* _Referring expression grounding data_
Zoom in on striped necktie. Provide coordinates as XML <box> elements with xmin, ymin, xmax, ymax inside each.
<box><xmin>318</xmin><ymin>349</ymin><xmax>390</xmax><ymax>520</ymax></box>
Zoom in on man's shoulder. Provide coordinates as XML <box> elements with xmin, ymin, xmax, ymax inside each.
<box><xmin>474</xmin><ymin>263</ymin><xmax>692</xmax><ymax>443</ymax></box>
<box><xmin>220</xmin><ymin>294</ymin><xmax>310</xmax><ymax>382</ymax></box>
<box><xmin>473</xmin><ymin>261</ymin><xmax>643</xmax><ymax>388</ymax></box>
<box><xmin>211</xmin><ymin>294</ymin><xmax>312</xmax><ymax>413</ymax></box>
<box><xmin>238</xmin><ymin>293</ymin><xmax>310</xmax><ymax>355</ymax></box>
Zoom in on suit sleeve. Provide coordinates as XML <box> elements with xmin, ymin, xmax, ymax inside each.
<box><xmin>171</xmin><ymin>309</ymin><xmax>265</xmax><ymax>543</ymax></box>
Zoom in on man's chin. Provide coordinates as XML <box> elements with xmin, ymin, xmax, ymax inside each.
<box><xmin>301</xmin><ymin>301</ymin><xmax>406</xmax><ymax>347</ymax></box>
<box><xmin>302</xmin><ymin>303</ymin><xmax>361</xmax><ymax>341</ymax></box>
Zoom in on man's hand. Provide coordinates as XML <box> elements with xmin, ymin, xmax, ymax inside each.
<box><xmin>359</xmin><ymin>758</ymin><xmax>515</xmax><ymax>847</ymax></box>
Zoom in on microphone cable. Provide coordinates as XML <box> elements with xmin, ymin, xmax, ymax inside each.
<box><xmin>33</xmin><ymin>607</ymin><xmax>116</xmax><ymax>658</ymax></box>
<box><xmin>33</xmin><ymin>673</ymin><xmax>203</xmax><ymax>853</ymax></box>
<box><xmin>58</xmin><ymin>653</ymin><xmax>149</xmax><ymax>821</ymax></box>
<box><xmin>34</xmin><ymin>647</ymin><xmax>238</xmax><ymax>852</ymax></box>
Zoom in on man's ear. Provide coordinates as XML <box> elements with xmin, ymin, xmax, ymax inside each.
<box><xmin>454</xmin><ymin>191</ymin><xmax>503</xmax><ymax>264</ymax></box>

* _Directions for this task_
Please transcribe all of the data above exactly.

* _Solved problem_
Zoom in on striped necktie. Provide coordinates as XML <box> elements with xmin, ymin, xmax, ymax inside each.
<box><xmin>318</xmin><ymin>349</ymin><xmax>390</xmax><ymax>520</ymax></box>
Zoom in on man's shoulder. Provide coordinates as XML <box> elements with xmin, ymin, xmax, ymax inside each.
<box><xmin>474</xmin><ymin>263</ymin><xmax>692</xmax><ymax>443</ymax></box>
<box><xmin>220</xmin><ymin>294</ymin><xmax>310</xmax><ymax>382</ymax></box>
<box><xmin>473</xmin><ymin>261</ymin><xmax>643</xmax><ymax>388</ymax></box>
<box><xmin>211</xmin><ymin>294</ymin><xmax>312</xmax><ymax>413</ymax></box>
<box><xmin>238</xmin><ymin>293</ymin><xmax>310</xmax><ymax>355</ymax></box>
Zoom in on suit sleeve. Provide coordinates as XML <box> elements with xmin, ymin, xmax, ymax inside each.
<box><xmin>171</xmin><ymin>309</ymin><xmax>265</xmax><ymax>543</ymax></box>
Zoom in on man's chin. Provide coordinates as XML <box> elements with xmin, ymin, xmax, ymax inside each.
<box><xmin>301</xmin><ymin>301</ymin><xmax>406</xmax><ymax>347</ymax></box>
<box><xmin>302</xmin><ymin>303</ymin><xmax>361</xmax><ymax>341</ymax></box>
Zoom in on man's hand. Provide coordinates as XML <box> elements with xmin, ymin, xmax, ymax inside each.
<box><xmin>359</xmin><ymin>758</ymin><xmax>515</xmax><ymax>847</ymax></box>
Zoom in on microphone cable. Provide coordinates as XML <box> elements with xmin, ymin, xmax, ymax inside each.
<box><xmin>33</xmin><ymin>607</ymin><xmax>116</xmax><ymax>658</ymax></box>
<box><xmin>33</xmin><ymin>673</ymin><xmax>203</xmax><ymax>853</ymax></box>
<box><xmin>58</xmin><ymin>653</ymin><xmax>149</xmax><ymax>821</ymax></box>
<box><xmin>34</xmin><ymin>647</ymin><xmax>238</xmax><ymax>852</ymax></box>
Zoom in on man's ear. Provide coordinates as XML <box> elements with xmin, ymin, xmax, ymax inside each.
<box><xmin>454</xmin><ymin>191</ymin><xmax>503</xmax><ymax>264</ymax></box>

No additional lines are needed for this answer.